## Extract to read
..........
According to the letter, the commission reached "unanimous consensus" that Biondo's services were no longer required.

"Since your hiring the commission has scrutinized your management style and the needs of and the internal workings of the district," the letter reads. "The commission has determined that your management style has not and will not function adequately within those specific needs and workings."

That's surprising, Zajdel said, because there are no public records to support the statement that commissioners were scrutinizing the management style of Biondo, who previously served as executive director of the Carol Stream Park District.

Zajdel said she wants to know when commissioners decided Biondo's style wasn't a good fit for the district.

"Wasn't Biondo's management style well established and known during his many years at the Carol Stream Park District?" she asked.


In their letter, commissioners gave Biondo two weeks to let them know how he wanted to leave. Biondo sent them an Aug. 19 email telling them he had picked retirement.
..........
## Information provided
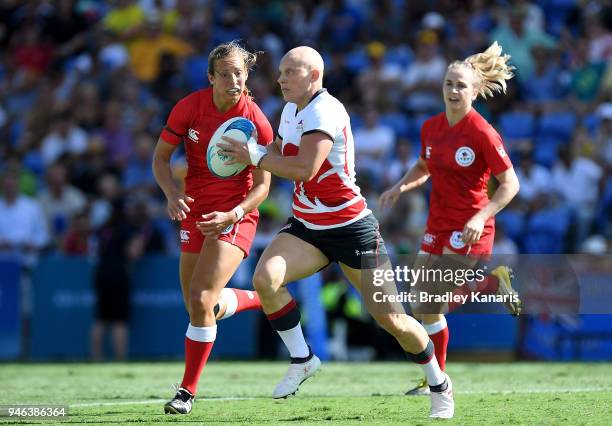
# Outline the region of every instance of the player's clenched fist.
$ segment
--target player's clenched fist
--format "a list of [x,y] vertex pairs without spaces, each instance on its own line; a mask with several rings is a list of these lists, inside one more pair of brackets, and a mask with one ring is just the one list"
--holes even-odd
[[397,199],[399,198],[401,194],[402,192],[399,190],[399,188],[395,188],[395,187],[383,192],[380,195],[380,198],[378,199],[379,210],[383,210],[387,207],[392,207],[393,204],[397,202]]
[[207,237],[216,237],[235,222],[236,217],[233,212],[212,212],[203,214],[202,221],[196,222],[196,226]]
[[189,204],[192,204],[193,201],[193,198],[184,194],[169,197],[168,216],[170,216],[170,219],[178,221],[187,219],[187,213],[191,211]]

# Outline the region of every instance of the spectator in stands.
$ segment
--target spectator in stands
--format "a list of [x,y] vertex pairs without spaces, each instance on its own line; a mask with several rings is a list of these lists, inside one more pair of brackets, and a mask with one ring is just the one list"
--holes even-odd
[[440,81],[446,72],[446,60],[439,52],[438,35],[425,30],[419,33],[416,58],[408,65],[402,79],[404,108],[412,113],[432,113],[443,109]]
[[0,217],[0,255],[33,267],[49,241],[47,221],[39,202],[19,193],[19,175],[13,169],[2,174]]
[[554,48],[557,44],[541,29],[530,28],[528,30],[529,8],[526,4],[518,4],[510,9],[510,13],[505,9],[500,9],[497,18],[498,25],[489,37],[490,41],[497,41],[508,50],[512,63],[517,69],[516,75],[521,82],[528,81],[533,74],[534,63],[531,49],[536,45]]
[[135,137],[134,152],[123,171],[123,187],[127,193],[157,193],[157,183],[151,170],[154,145],[155,141],[147,133]]
[[546,202],[546,195],[551,190],[552,176],[546,167],[534,163],[531,149],[521,154],[516,176],[521,184],[517,198],[525,203],[527,208],[536,208]]
[[108,162],[119,168],[125,166],[133,152],[133,136],[123,123],[121,104],[110,101],[104,111],[104,125],[99,136],[106,147]]
[[61,247],[64,233],[72,218],[87,205],[85,195],[70,185],[66,167],[54,163],[47,169],[47,186],[38,195],[54,247]]
[[373,107],[365,111],[364,122],[365,125],[354,134],[355,166],[358,174],[365,173],[376,181],[384,175],[385,160],[395,148],[395,132],[378,121],[378,111]]
[[130,41],[141,30],[145,21],[145,11],[137,0],[117,0],[103,19],[104,28],[117,34],[121,40]]
[[559,159],[552,170],[552,183],[577,216],[579,243],[592,226],[602,176],[601,167],[590,158],[579,156],[573,145],[559,147]]
[[62,241],[62,252],[68,256],[86,256],[95,246],[92,244],[92,229],[89,211],[83,210],[72,217],[68,231]]
[[85,152],[87,144],[87,133],[74,124],[70,111],[60,111],[54,117],[51,132],[42,141],[43,163],[48,166],[64,154],[79,156]]
[[160,59],[164,53],[184,58],[193,47],[186,41],[162,32],[161,17],[156,12],[146,16],[143,35],[130,44],[130,68],[143,83],[154,81],[159,75]]

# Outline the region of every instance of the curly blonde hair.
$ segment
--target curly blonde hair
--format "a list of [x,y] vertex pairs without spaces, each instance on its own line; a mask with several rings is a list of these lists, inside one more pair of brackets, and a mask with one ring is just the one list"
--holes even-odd
[[227,58],[228,56],[240,56],[244,61],[244,68],[251,71],[257,62],[257,56],[263,52],[249,52],[242,47],[237,40],[232,40],[228,43],[223,43],[215,47],[208,55],[208,73],[214,74],[215,63],[218,59]]
[[495,41],[484,52],[469,56],[463,61],[455,61],[448,69],[470,68],[476,77],[478,95],[486,99],[497,93],[506,93],[506,80],[514,77],[512,70],[515,69],[509,61],[510,55],[502,54],[502,47]]

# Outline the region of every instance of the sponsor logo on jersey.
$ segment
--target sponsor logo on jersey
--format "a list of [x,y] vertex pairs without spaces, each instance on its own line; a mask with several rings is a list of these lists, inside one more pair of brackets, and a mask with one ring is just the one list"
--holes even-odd
[[189,129],[187,131],[187,137],[191,139],[192,141],[194,141],[195,143],[198,143],[200,141],[200,137],[198,136],[199,134],[200,132],[194,129]]
[[449,238],[449,242],[452,248],[462,249],[463,247],[465,247],[465,243],[461,239],[462,236],[463,236],[463,233],[461,231],[454,231],[451,234],[451,237]]
[[229,225],[227,228],[225,228],[223,231],[221,231],[221,235],[229,234],[230,232],[232,232],[232,229],[234,229],[233,223]]
[[455,152],[455,161],[461,167],[468,167],[475,159],[476,154],[474,154],[474,150],[469,146],[462,146]]

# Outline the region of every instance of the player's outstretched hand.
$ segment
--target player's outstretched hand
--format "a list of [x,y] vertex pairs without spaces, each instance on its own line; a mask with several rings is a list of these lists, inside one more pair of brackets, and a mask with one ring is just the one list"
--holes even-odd
[[217,144],[217,146],[221,148],[218,153],[219,155],[226,155],[229,157],[224,164],[228,166],[235,163],[251,164],[251,157],[249,156],[247,144],[238,142],[227,136],[222,136],[221,139],[227,143]]
[[401,191],[396,187],[386,190],[378,199],[378,209],[382,211],[388,207],[393,207],[401,194]]
[[168,198],[168,216],[170,216],[170,219],[178,221],[187,219],[187,213],[191,211],[189,204],[192,204],[193,201],[193,198],[185,194]]
[[485,220],[479,214],[474,215],[463,227],[461,238],[465,244],[474,244],[480,239],[484,230]]
[[212,212],[203,214],[196,226],[207,237],[216,237],[235,221],[236,215],[233,212]]

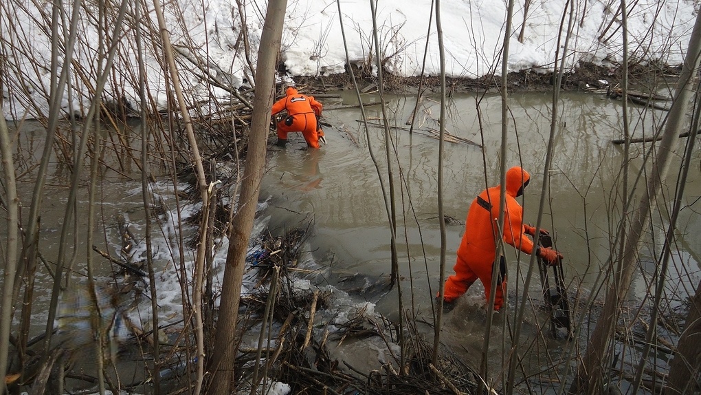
..........
## Work task A
In the news excerpt about Biondo, what job did he hold before this one?
## Work task B
Write the next part of the news excerpt about Biondo, picking up after its last sentence.
You won't need the lines for any of this.

## Exercise result A
He was executive director of the Carol Stream Park District.

## Exercise result B
"Please accept my gratitude for the chance to work with the district," Biondo wrote. "I trust we accomplished much of what we need to prepare for a successful future."

In addition to announcing Biondo's departure, commissioners on Aug. 19 named John Lapinski as executive director. But Lapinski, who is the trial court administrator for DuPage's chief judge, since has decided not to take the forest preserve job because of a longer-than-expected recovery from a medical issue.

Commissioners, who voted three separate times to hire Lapinski before discovering he couldn't take the job, have said they hope to develop a plan to search for an executive director on Nov. 18.